**Aim**
In the material, starting at the line containing "Question. Locate the dark sack" and ending at the line containing "x=461 y=398", substitute "distant blue ridge" for every occurrence of "hazy blue mountain". Reproduce only those lines, leaving everything else unchanged.

**Object location annotation data**
--

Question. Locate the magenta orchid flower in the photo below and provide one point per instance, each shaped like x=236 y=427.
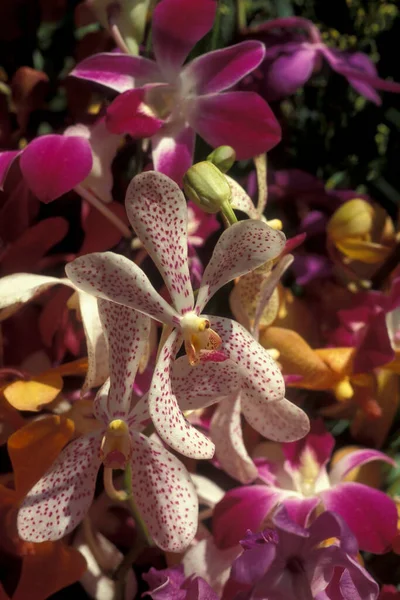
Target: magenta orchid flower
x=167 y=102
x=300 y=482
x=157 y=211
x=162 y=488
x=372 y=326
x=171 y=583
x=290 y=562
x=289 y=63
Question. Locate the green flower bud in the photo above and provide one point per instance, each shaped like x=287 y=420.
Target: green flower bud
x=223 y=158
x=207 y=187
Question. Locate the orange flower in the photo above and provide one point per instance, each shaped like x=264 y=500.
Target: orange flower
x=32 y=450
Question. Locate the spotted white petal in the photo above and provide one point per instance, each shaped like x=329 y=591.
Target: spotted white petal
x=164 y=410
x=240 y=249
x=157 y=211
x=113 y=277
x=127 y=333
x=202 y=385
x=226 y=433
x=60 y=499
x=164 y=494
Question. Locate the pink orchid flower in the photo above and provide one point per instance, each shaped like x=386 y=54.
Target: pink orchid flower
x=301 y=482
x=169 y=103
x=157 y=211
x=162 y=488
x=289 y=63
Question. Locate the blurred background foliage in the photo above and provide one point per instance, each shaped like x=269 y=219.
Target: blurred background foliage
x=328 y=129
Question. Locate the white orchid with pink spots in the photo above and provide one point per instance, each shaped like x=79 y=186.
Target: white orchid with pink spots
x=162 y=488
x=157 y=211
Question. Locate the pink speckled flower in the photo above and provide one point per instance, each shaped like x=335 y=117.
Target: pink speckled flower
x=158 y=213
x=169 y=103
x=162 y=488
x=300 y=481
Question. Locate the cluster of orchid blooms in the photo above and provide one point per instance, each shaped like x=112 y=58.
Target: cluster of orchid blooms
x=169 y=386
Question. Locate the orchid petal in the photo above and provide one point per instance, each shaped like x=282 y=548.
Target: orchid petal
x=96 y=346
x=6 y=160
x=355 y=459
x=165 y=413
x=221 y=69
x=202 y=385
x=58 y=502
x=128 y=113
x=279 y=421
x=226 y=433
x=127 y=332
x=240 y=200
x=177 y=26
x=300 y=509
x=164 y=494
x=120 y=72
x=116 y=278
x=206 y=560
x=66 y=160
x=289 y=72
x=263 y=380
x=241 y=509
x=157 y=211
x=19 y=288
x=240 y=249
x=370 y=514
x=242 y=120
x=319 y=444
x=172 y=151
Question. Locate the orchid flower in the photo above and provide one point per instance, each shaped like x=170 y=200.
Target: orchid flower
x=301 y=482
x=79 y=160
x=162 y=488
x=172 y=583
x=294 y=563
x=167 y=102
x=158 y=213
x=289 y=64
x=18 y=289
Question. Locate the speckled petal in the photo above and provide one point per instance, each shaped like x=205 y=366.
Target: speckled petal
x=97 y=350
x=127 y=332
x=164 y=494
x=280 y=421
x=240 y=200
x=116 y=278
x=60 y=500
x=202 y=385
x=226 y=433
x=262 y=379
x=165 y=413
x=240 y=249
x=157 y=211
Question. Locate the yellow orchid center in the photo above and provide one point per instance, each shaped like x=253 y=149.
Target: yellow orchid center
x=115 y=452
x=309 y=470
x=198 y=336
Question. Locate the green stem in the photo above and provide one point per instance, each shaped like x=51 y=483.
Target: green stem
x=241 y=14
x=142 y=539
x=229 y=214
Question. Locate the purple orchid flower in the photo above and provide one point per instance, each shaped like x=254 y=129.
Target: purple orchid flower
x=167 y=102
x=157 y=210
x=290 y=562
x=171 y=584
x=372 y=326
x=162 y=488
x=291 y=60
x=301 y=482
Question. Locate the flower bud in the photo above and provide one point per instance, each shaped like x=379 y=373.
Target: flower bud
x=207 y=187
x=223 y=158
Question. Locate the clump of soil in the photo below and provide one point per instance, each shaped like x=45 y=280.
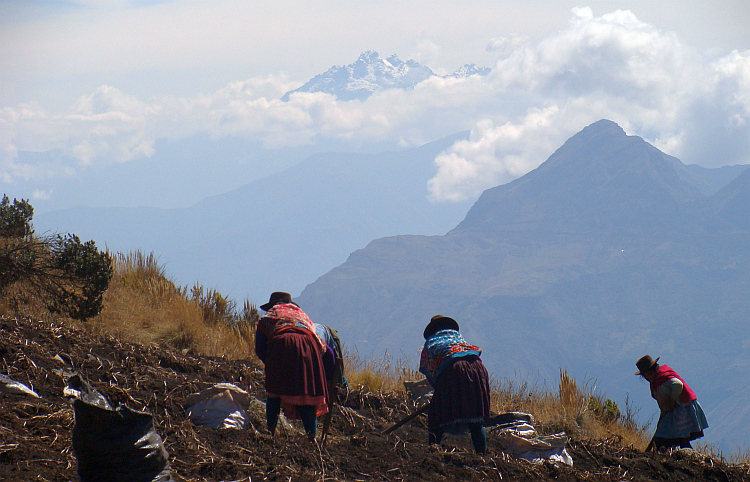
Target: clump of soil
x=35 y=433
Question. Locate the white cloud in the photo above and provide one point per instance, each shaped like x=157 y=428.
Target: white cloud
x=539 y=93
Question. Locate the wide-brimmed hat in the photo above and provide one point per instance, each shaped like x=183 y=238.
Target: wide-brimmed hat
x=645 y=363
x=439 y=322
x=276 y=298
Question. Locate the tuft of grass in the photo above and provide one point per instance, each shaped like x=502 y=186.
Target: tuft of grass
x=379 y=374
x=145 y=306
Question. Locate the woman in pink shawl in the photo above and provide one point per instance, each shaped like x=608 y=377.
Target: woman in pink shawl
x=682 y=418
x=296 y=362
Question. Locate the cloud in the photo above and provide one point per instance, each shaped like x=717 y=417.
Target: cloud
x=690 y=104
x=614 y=67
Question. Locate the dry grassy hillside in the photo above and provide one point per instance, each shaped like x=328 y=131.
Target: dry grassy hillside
x=155 y=343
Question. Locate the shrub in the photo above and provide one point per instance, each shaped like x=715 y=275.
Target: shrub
x=66 y=275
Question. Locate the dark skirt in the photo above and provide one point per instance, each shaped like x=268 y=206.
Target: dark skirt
x=462 y=395
x=295 y=372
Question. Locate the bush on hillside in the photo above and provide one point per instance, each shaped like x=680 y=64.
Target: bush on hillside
x=65 y=274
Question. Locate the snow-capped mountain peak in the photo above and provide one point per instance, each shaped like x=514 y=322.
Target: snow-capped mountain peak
x=370 y=73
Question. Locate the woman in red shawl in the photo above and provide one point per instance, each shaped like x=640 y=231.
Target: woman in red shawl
x=295 y=361
x=682 y=418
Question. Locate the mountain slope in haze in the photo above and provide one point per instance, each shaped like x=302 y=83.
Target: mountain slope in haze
x=607 y=251
x=370 y=73
x=281 y=232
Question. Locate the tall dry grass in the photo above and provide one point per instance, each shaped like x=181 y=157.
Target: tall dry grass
x=572 y=408
x=143 y=305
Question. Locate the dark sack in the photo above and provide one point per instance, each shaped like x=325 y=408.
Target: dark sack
x=115 y=445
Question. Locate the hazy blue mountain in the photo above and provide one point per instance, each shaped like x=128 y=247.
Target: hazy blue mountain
x=607 y=251
x=371 y=73
x=280 y=232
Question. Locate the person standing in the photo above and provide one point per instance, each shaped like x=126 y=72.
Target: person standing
x=295 y=360
x=682 y=419
x=461 y=398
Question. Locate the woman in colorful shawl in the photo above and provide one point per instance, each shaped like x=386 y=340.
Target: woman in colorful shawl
x=682 y=418
x=295 y=361
x=461 y=399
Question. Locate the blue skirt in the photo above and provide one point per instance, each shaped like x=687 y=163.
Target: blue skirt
x=684 y=422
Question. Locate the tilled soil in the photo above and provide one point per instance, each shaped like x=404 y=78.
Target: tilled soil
x=35 y=433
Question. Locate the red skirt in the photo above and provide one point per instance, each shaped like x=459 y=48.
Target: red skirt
x=462 y=395
x=295 y=372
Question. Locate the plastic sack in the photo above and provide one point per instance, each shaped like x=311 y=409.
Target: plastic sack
x=114 y=445
x=222 y=406
x=10 y=386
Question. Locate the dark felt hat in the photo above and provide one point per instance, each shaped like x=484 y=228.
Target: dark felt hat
x=645 y=363
x=439 y=322
x=276 y=298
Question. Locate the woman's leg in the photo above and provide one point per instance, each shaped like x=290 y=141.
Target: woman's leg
x=478 y=437
x=273 y=408
x=435 y=436
x=309 y=420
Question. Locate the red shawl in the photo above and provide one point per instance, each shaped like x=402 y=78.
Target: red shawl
x=664 y=373
x=285 y=316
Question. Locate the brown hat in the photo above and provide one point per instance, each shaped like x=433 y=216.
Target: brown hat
x=277 y=297
x=645 y=363
x=439 y=322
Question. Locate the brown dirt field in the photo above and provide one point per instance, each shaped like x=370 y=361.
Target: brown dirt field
x=35 y=434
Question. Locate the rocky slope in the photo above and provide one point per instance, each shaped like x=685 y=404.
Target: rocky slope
x=35 y=433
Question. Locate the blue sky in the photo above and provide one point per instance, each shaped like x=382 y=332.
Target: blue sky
x=100 y=82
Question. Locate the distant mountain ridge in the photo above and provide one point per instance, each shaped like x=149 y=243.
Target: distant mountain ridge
x=607 y=251
x=370 y=73
x=283 y=231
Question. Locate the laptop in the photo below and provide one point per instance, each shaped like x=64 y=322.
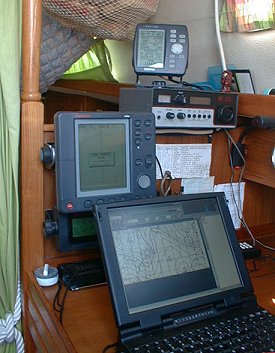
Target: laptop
x=174 y=267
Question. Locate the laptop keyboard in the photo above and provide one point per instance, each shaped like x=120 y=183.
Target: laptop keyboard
x=251 y=333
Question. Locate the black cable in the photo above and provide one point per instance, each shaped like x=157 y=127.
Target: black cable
x=60 y=306
x=160 y=167
x=56 y=302
x=109 y=347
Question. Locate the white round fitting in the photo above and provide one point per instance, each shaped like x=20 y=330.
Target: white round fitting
x=46 y=276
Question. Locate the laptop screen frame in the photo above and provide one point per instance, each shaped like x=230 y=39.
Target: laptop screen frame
x=154 y=317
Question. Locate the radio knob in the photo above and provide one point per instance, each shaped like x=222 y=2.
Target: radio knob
x=225 y=113
x=181 y=115
x=180 y=99
x=170 y=115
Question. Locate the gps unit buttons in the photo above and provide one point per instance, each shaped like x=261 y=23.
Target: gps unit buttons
x=144 y=181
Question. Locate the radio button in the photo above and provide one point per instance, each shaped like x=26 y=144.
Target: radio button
x=148 y=162
x=137 y=123
x=144 y=181
x=138 y=162
x=88 y=204
x=181 y=115
x=225 y=113
x=170 y=115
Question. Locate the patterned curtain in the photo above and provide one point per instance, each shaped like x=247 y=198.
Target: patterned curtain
x=247 y=15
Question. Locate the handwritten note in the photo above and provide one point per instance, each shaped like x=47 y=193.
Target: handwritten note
x=184 y=160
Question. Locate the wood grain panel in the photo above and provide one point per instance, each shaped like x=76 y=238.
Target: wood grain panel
x=49 y=329
x=256 y=104
x=259 y=147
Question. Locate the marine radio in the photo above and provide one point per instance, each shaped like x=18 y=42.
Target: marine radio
x=176 y=107
x=160 y=49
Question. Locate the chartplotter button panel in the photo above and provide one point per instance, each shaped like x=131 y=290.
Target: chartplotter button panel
x=160 y=49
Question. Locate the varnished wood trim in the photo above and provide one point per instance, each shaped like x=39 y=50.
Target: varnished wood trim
x=31 y=34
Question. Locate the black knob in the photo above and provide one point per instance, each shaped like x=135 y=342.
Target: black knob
x=170 y=115
x=50 y=227
x=180 y=99
x=181 y=115
x=225 y=113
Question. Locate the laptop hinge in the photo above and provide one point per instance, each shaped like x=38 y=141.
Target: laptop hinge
x=129 y=332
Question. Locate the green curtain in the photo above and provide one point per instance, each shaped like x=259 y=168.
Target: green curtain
x=96 y=65
x=247 y=15
x=10 y=59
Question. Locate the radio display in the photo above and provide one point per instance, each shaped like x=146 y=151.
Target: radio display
x=200 y=100
x=164 y=98
x=151 y=48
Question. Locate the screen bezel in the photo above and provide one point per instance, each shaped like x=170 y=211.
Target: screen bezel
x=145 y=318
x=141 y=146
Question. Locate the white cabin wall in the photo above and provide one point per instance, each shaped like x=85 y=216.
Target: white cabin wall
x=254 y=51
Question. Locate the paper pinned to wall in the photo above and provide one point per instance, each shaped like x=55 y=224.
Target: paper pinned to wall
x=234 y=194
x=184 y=160
x=197 y=185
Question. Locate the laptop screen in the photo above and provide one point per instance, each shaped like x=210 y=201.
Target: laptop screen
x=170 y=252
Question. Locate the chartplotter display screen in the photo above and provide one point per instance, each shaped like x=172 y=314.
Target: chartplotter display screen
x=102 y=157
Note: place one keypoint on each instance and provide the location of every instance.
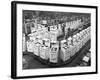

--

**Completed exercise**
Question. Locate the dark sack in the photo above and provide one point per instance, each shaped like x=325 y=408.
Target: dark sack
x=115 y=445
Question. Locate the distant blue ridge in the photo above and provide one point per instance, each shaped like x=128 y=247.
Target: distant blue ridge
x=607 y=251
x=371 y=73
x=280 y=232
Question. Locate the person standing in the photo above and provide one point per instance, each shaped like x=126 y=72.
Target: person standing
x=295 y=360
x=682 y=419
x=461 y=398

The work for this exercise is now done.